> _GIVEN TASK_: Express all the rows below as a Markdown table with the columns No. and Entry, where each line gets a number and blank lines are skipped. Leave the pictures out of the table.

> _MATERIAL FOR THIS TASK_:

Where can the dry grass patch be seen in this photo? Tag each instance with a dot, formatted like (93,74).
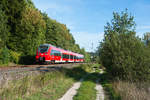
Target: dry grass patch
(132,91)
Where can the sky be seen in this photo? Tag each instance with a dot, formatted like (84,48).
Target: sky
(86,18)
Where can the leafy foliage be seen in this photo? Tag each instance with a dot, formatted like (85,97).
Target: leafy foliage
(23,28)
(122,53)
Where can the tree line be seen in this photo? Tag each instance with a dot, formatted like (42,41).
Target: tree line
(125,55)
(23,28)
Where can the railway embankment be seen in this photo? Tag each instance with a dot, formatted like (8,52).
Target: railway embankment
(46,82)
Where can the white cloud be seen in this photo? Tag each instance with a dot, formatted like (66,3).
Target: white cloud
(85,40)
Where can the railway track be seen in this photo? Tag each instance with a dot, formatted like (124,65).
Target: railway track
(20,71)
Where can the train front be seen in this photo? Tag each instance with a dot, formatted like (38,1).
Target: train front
(42,54)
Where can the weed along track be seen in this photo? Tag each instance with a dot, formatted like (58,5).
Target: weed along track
(58,84)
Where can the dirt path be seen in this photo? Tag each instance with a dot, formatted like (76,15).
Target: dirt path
(72,91)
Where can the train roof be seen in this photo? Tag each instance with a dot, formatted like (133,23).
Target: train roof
(63,50)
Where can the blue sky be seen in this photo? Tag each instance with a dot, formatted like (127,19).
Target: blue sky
(86,18)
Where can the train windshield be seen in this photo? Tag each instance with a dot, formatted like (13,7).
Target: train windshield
(43,48)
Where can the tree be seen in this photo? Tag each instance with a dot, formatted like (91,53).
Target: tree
(121,52)
(31,31)
(4,30)
(147,38)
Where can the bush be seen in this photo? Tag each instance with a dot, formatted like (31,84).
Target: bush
(4,56)
(122,53)
(14,56)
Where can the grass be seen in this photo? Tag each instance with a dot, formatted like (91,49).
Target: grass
(45,86)
(87,89)
(110,93)
(132,90)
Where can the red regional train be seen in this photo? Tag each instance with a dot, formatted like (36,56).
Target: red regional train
(47,53)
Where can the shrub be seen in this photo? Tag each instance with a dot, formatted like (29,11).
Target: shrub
(4,55)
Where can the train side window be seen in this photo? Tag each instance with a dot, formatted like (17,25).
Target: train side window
(71,56)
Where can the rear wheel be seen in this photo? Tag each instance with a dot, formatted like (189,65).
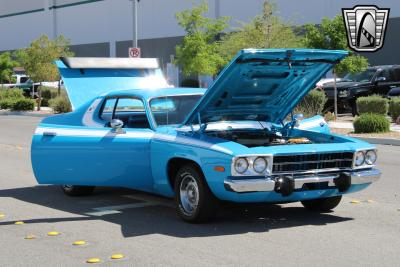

> _FINISHED TASK_:
| No. | Entry |
|---|---|
| 1 | Where can the dry grass patch be seen in this photo? Tag each instance with a dot, formatted like (93,74). |
| 2 | Target: dry grass patch |
| 3 | (132,91) |
| 4 | Where can the sky be seen in this photo? Tag each instance with a dot, formatted like (84,48). |
| 5 | Target: sky |
| 6 | (86,18) |
| 7 | Where can the leafy foliage be seen in this photo? Tag each instance with a dot, formatted like (85,97). |
| 8 | Target: leafy foliage |
| 9 | (23,28) |
| 10 | (122,53) |
| 11 | Where can the tree line be seen in this photo? Tag each instance with a dot, formatted like (42,41). |
| 12 | Target: tree line |
| 13 | (125,55) |
| 14 | (23,28) |
| 15 | Where can the railway embankment be seen in this photo? Tag each instance with a dot, formatted like (8,52). |
| 16 | Target: railway embankment |
| 17 | (46,82) |
| 18 | Where can the white cloud be seen in this photo? Tag each instance with a dot, formatted like (66,3). |
| 19 | Target: white cloud |
| 20 | (85,40) |
| 21 | Where can the railway track be seen in this photo? Tag each instance with a dot, formatted like (124,65). |
| 22 | Target: railway track |
| 23 | (20,71) |
| 24 | Where can the train front be seen in this photo? Tag each instance with a dot, formatted like (38,1). |
| 25 | Target: train front |
| 26 | (42,54) |
| 27 | Where can the weed along track be seen in this photo? Tag each instance with a dot, formatted like (58,5). |
| 28 | Target: weed along track |
| 29 | (58,84) |
| 30 | Where can the dirt path be seen in this photo? Tag each instance with a dot, formatted like (76,15). |
| 31 | Target: dirt path |
| 32 | (72,91) |
| 33 | Where can the train roof be seen in this photo? Tag each instance with a dot, formatted like (133,23). |
| 34 | Target: train roof |
| 35 | (63,50) |
| 36 | Where can the blue sky be seen in this photo? Tag each instance with a dot, formatted like (127,19). |
| 37 | Target: blue sky |
| 38 | (86,18) |
| 39 | Where can the train windshield be seen in this photo? Tag each instance with a dot, formatted like (13,7). |
| 40 | Target: train windshield |
| 41 | (43,48) |
| 42 | Where can the tree be seen in this photo? Tag each instance with a dot, formatted like (91,53). |
| 43 | Target: tree |
| 44 | (121,52) |
| 45 | (31,31) |
| 46 | (4,30) |
| 47 | (147,38) |
| 48 | Where can the bush be seen in this photo? Tag each instance with a dot, formatted like (31,84). |
| 49 | Target: bush |
| 50 | (4,56) |
| 51 | (122,53) |
| 52 | (14,56) |
| 53 | Where can the grass be seen in this photo? Tag each instance with a dot, formatted like (91,49). |
| 54 | Target: grass |
| 55 | (45,86) |
| 56 | (87,89) |
| 57 | (110,93) |
| 58 | (132,90) |
| 59 | Where can the red regional train be seen in this photo? Tag each instance with a dot, formatted like (36,56). |
| 60 | Target: red regional train |
| 61 | (47,53) |
| 62 | Where can the shrub be seen in this photo? Tag each instance with a dot, formatted like (29,11). |
| 63 | Target: shrub |
| 64 | (4,55) |
| 65 | Where can the train side window be seen in this photo? Tag each instance with a dot, formatted like (17,25). |
| 66 | Target: train side window |
| 67 | (71,56) |
| 68 | Where can the rear wheel be seen in this photo? Tag each instance with a dot, formatted like (189,65). |